**Exercise details:**
Consider the listing below. Extract exactly the lines from the line containing "Target: star-shaped carving" to the line containing "Target: worn wooden surface", both included.

**Materials provided:**
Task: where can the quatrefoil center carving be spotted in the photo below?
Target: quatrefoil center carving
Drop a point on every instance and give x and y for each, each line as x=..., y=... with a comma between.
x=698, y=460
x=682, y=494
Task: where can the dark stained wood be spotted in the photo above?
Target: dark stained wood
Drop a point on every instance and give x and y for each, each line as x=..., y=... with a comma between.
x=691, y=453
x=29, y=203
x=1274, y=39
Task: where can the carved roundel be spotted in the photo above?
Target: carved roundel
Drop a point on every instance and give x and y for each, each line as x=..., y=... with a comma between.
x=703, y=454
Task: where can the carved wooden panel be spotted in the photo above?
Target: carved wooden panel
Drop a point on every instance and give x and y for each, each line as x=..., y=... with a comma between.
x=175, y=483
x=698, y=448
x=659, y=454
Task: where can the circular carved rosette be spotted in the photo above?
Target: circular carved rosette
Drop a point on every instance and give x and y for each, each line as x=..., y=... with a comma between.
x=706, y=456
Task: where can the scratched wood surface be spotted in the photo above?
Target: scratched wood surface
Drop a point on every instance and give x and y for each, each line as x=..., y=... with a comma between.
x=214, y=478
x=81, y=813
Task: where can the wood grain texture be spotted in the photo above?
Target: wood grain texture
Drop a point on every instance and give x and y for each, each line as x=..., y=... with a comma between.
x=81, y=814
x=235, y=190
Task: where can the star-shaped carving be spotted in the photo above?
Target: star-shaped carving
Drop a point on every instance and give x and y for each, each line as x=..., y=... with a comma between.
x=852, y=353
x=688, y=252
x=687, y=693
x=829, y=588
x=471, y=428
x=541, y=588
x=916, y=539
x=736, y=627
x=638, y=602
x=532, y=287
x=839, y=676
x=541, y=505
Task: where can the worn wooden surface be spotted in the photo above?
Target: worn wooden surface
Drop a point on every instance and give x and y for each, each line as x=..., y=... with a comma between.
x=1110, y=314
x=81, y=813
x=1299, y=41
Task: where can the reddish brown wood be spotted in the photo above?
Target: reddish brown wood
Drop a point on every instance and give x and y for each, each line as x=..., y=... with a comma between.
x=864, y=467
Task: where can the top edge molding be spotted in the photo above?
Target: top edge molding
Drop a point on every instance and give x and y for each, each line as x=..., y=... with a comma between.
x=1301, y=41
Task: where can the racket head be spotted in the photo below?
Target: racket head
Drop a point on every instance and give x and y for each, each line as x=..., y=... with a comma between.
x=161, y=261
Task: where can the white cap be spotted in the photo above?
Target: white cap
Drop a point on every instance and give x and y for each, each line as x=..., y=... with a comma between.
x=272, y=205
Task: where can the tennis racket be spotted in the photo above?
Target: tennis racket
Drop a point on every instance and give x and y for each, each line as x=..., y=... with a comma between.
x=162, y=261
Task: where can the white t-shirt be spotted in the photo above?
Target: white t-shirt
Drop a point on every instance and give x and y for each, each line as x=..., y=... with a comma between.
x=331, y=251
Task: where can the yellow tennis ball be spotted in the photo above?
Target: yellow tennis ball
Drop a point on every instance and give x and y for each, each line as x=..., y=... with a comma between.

**Response to this task:**
Target: star-shaped carving
Drop a point on every instance and give x and y for each, each line as x=..., y=... with a comma between.
x=852, y=353
x=688, y=252
x=687, y=693
x=829, y=588
x=471, y=428
x=541, y=588
x=916, y=539
x=736, y=627
x=638, y=602
x=532, y=287
x=839, y=676
x=541, y=505
Task: where can the worn wooden surface be spotted in the photo above?
Target: worn wooden surface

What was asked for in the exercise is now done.